• **Aim 1**: Transcribe the records word for word, starting at the line containing "[locate] chopped parsley" and running through the last line of the records.

— start Selected extract —

Computer Networks: The Heralds of Resource Sharing is a short documentary film from 1972, produced by Steven King and directed/edited by Peter Chvany, about ARPANET, an early packet switching network and the one of the first networks to implement the protocol suite TCP/IP.

Content
The 30 minute film features many of the most important names in computer networking, especially J. C. R. Licklider and others from MIT's Project MAC who had connected a computer to ARPANET the year before. According to a history of computing equipment by Columbia University it "begins with a montage of equipment ... and then has interviews with ARPANET creators." The film discusses "the potential that this network has for revolutionizing so many industries and institutions".

Participants

Speaking parts:
 Fernando J. Corbato (Corby): (voice 0:45-1:15, face 1:00-1:15, 15:10-15:40) 
Turing Award winner, implementer of multitasking operating systems.
 J. C. R. Licklider (Lick): (1:00-1:40), and many times throughout the film. Licklider discusses how, despite the invention of the printing press being a revolution, the transmission of information on paper was slow. He also discusses collaboration, access to digital libraries, the transition to electronic information and the social processes involved in this.
 Lawrence G. Roberts: (voice 1:40-2:25) SIGCOMM Award winner.

— end Selected extract —
— start Given data —

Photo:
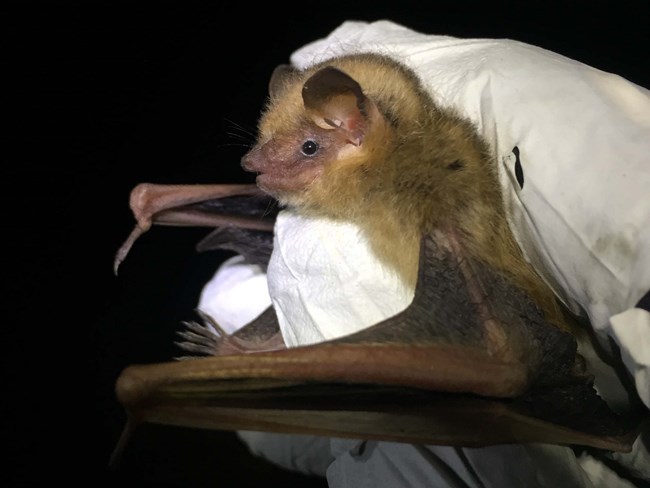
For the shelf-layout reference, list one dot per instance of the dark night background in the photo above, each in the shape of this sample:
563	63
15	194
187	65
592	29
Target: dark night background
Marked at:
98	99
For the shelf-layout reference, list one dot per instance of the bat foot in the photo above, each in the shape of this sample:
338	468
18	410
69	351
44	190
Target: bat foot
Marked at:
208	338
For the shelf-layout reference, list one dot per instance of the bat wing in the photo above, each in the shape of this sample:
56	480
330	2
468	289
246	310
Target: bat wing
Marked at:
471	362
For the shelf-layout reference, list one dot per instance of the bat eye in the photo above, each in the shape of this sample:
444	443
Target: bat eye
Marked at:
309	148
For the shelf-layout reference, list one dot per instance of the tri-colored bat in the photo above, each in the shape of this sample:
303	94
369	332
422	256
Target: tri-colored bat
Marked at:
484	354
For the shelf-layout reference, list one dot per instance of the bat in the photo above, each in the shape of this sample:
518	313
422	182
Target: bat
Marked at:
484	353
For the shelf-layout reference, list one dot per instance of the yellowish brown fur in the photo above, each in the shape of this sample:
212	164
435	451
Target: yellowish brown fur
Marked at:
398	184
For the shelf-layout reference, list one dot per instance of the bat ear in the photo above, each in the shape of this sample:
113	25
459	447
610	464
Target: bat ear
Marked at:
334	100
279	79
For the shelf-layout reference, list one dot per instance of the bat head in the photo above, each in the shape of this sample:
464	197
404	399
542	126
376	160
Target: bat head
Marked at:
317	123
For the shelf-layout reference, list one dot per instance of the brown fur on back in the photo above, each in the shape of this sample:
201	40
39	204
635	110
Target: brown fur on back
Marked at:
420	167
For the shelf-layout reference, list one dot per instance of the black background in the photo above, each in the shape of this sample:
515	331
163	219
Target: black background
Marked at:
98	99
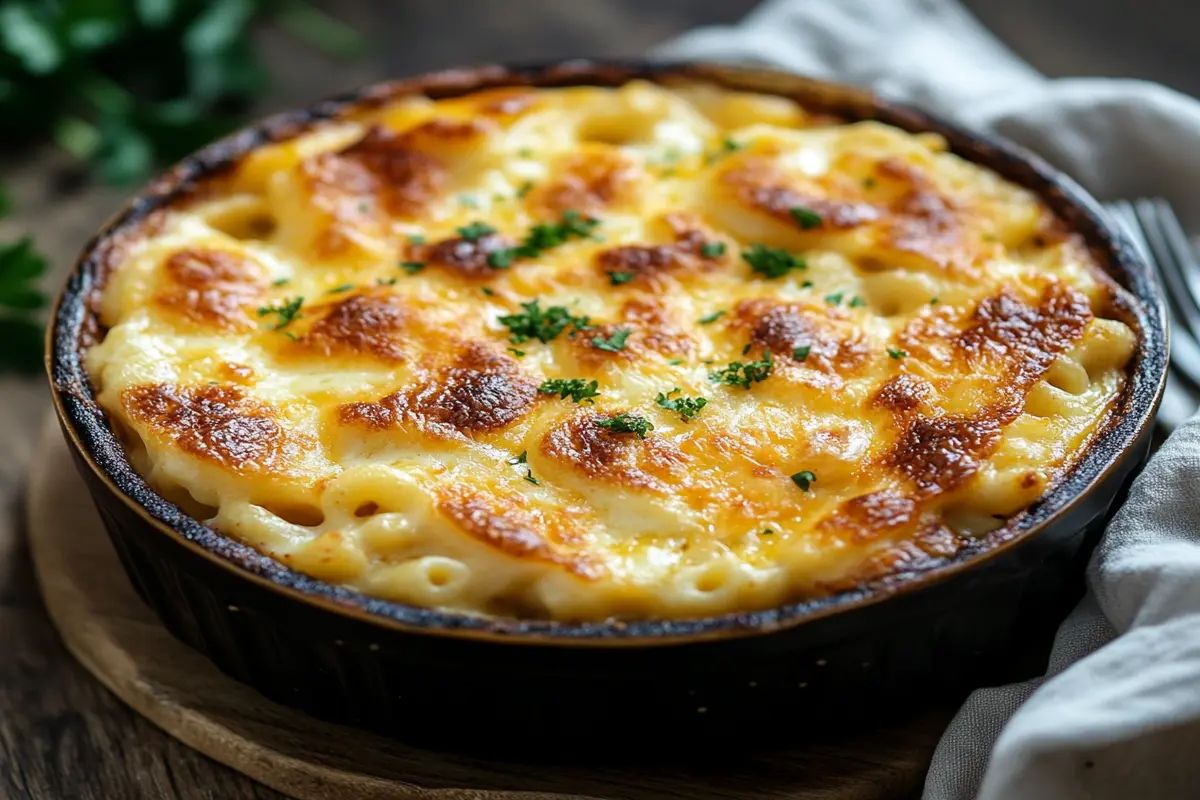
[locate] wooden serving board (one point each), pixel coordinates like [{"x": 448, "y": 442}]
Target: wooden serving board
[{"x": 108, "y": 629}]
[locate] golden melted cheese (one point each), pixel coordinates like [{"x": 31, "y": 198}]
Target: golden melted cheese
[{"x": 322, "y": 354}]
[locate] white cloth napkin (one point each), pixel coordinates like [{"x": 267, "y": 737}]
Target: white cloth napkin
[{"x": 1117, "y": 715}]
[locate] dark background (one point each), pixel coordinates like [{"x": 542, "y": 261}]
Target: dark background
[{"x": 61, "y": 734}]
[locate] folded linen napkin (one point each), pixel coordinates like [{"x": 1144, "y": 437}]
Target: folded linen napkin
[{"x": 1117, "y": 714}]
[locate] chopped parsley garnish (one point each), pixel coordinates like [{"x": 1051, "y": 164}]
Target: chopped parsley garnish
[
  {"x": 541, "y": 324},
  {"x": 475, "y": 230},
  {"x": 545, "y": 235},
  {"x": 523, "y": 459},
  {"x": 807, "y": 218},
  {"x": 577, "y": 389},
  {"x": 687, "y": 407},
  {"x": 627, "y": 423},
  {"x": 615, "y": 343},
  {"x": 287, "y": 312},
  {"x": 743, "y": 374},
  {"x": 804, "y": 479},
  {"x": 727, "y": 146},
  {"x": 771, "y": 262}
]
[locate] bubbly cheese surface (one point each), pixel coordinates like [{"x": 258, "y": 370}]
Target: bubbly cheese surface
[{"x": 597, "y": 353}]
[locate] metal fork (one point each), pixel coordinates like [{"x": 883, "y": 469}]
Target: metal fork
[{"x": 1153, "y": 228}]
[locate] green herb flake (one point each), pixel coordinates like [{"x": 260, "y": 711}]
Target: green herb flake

— end Given data —

• **Aim 2**: Write the next part of the text about the 1972 ARPANET documentary film.

• **Exercise response 1**:
[locate] chopped parsley garnish (one point each), pixel coordinates like [{"x": 1051, "y": 164}]
Target: chopped parsley garnish
[
  {"x": 541, "y": 324},
  {"x": 475, "y": 230},
  {"x": 545, "y": 235},
  {"x": 523, "y": 459},
  {"x": 807, "y": 218},
  {"x": 577, "y": 389},
  {"x": 687, "y": 407},
  {"x": 627, "y": 423},
  {"x": 615, "y": 343},
  {"x": 287, "y": 312},
  {"x": 743, "y": 374},
  {"x": 804, "y": 479},
  {"x": 727, "y": 146},
  {"x": 771, "y": 262}
]
[locate] bubbly cheese surface (one point each), pixel coordinates like [{"x": 258, "y": 370}]
Target: bubbly cheese surface
[{"x": 597, "y": 353}]
[locate] metal fork (one point each), pixel coordinates like [{"x": 883, "y": 469}]
Target: metal fork
[{"x": 1153, "y": 228}]
[locate] green herb flake (one point each), pixel coordinates like [{"x": 260, "y": 711}]
Target: green herb flake

• **Exercise response 2**:
 Robert Kahn: (2:25-2:35, 3:15-6:25, 6:55-) Turing Award winner.
 Frank Heart: (2:35-3:15, 6:25-6:55)
 William R. Sutherland (Bert): (13:50-15:10)
 Richard W. Watson: (17:34-18:30, 25:05-25:15) mass storage researcher
 John R. Pasta: (18:30-19:25)
 Donald W. Davies: (19:25-21:55)
 George W. Mitchell: (21:55-24:05, voice only)

Non-speaking:
 Daniel L. Murphy: (Behind the titles, several other times including about 15:44)

Unidentified:
 (8:27-8:32, with beard and glasses): previously misidentified as Jon Postel

Reception
Cory Doctorow called the documentary a "fantastic 30 minutes of paleo-nerd memorabilia". Matt Novak of Gizmodo said "When you hear a man like J.C.R. Licklider describe the information age before it had even begun to trickle into the public consciousness, we understand how forward-thinking these people developing the ARPANET in the late 1960s and early 1970s truly were." Mark Liberman described it as "amazing".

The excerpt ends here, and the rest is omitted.